* [VORGEGEBENER TEXT]:
In Bayern läuft seit einigen Jahren ein Großprojekt auf dem Gebiet der Sprachforschung und -Dokumentation: „Der Bayerische Sprachatlas“. Im Rahmen dieses Projekts sollen die Mundarten im Freistaat flächendeckend erfasst und in Atlanten dargestellt werden.
Im Zuge der Sammlung und Dokumentation kultureller Güter werden seit langem Objekte wie Glas, handwerkliche Geräte, Möbel, sogar ganze Häuser und Dörfer in Sammlungen gesichert und für die Forschung, aber auch für die Öffentlichkeit zugänglich gemacht. Gesammelt werden aber auch vergängliche Güter wie Volkslieder, Märchen und Sagen. Darüber hinaus ist die Sprache (Dialekt) in ihren vielfältigen regionaltypischen Formen ein ergiebiges Forschungsgebiet.
Hierzu wurde Bayern in sechs Forschungsgebiete unterteilt: der Regierungsbezirk Unterfranken wird von einem Forscherteam an der Universität Würzburg untersucht, für Mittelfranken ist die Friedrich-Alexander-Universität Erlangen-Nürnberg verantwortlich, Nordostbayern (Regierungsbezirke Oberfranken und Oberpfalz) wird von der Universität Bayreuth betreut. Der Sprachatlas von Oberbayern und der Sprachatlas von Niederbayern (vergleiche gesonderte Pressemitteilung) werden von zwei Gruppen der Universität Passau erstellt: Um Niederbayern kümmert sich Professor Dr. Hans-Werner Eroms (ehemaliger Inhaber des Lehrstuhls für Deutsche Sprachwissenschaft) mit seinen Mitarbeitern, Professor Dr. Ludwig Eichinger und sein Team widmen sich dem Sprachatlas von Oberbayern.
Sprachatlas Oberbayern
Der Sprachatlas von Oberbayern wurde 1991 unter Leitung von Prof. Dr. Ludwig M. Eichinger (der auch Direktor des Instituts für Deutsche Sprache in Mannheim ist) begonnen und ist damit das jüngste Teilprojekt des Gesamtbayerischen Sprachatlas. Die Erhebungen sind seit 1998 abgeschlossen, d.h. derzeit befindet sich das Projekt – wie alle anderen Teilprojekte – am Ende der Publikationsphase.

* [AUFGABEN UND ÜBUNGEN]:
A – Beantworten Sie mithilfe des Textes über den Bayerischen Sprachatlas diese Fragen:
(i) In wie viele Forschungsgebiete wurde Bayern unterteilt?
(ii) Welche Universität ist für Mittelfranken verantwortlich?
(iii) In welchem Jahr wurde der Sprachatlas von Oberbayern begonnen?
B – Erklären Sie anhand des Textes über den Bayerischen Sprachatlas, warum der Sprachatlas von Oberbayern als das jüngste Teilprojekt gilt.
C – Prüfen Sie, ob die folgenden Aussagen mit dem Text über den Bayerischen Sprachatlas übereinstimmen:
(i) Die Regierungsbezirke Oberfranken und Oberpfalz werden von der Universität Bayreuth betreut.
(ii) Die Erhebungen für den Sprachatlas von Oberbayern dauern noch an.
(iii) Gesammelt werden ausschließlich gegenständliche Objekte wie Glas, Geräte und Möbel.
Die Zeilen haben keinen Bezug zum Text über den Bayerischen Sprachatlas.

* [BEREITGESTELLTE DATEN]:
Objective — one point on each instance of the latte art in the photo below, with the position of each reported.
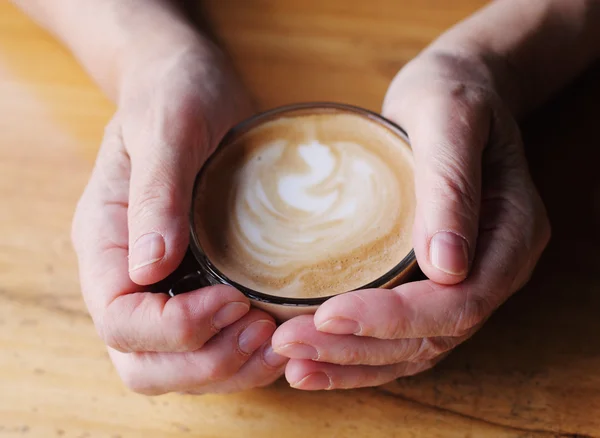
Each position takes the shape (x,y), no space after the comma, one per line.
(307,206)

* [LÖSUNGEN IN REIHENFOLGE]:
A –
(i) In sechs Forschungsgebiete.
(ii) Die Friedrich-Alexander-Universität Erlangen-Nürnberg.
(iii) Im Jahr 1991.

B – Der Sprachatlas von Oberbayern wurde erst 1991 begonnen. Damit ist er das jüngste Teilprojekt des Gesamtbayerischen Sprachatlas.

C –
(i) Ja: „Nordostbayern (Regierungsbezirke Oberfranken und Oberpfalz) wird von der Universität Bayreuth betreut.“
(ii) Nein: „Die Erhebungen sind seit 1998 abgeschlossen“
(iii) Nein: „Gesammelt werden aber auch vergängliche Güter wie Volkslieder, Märchen und Sagen.“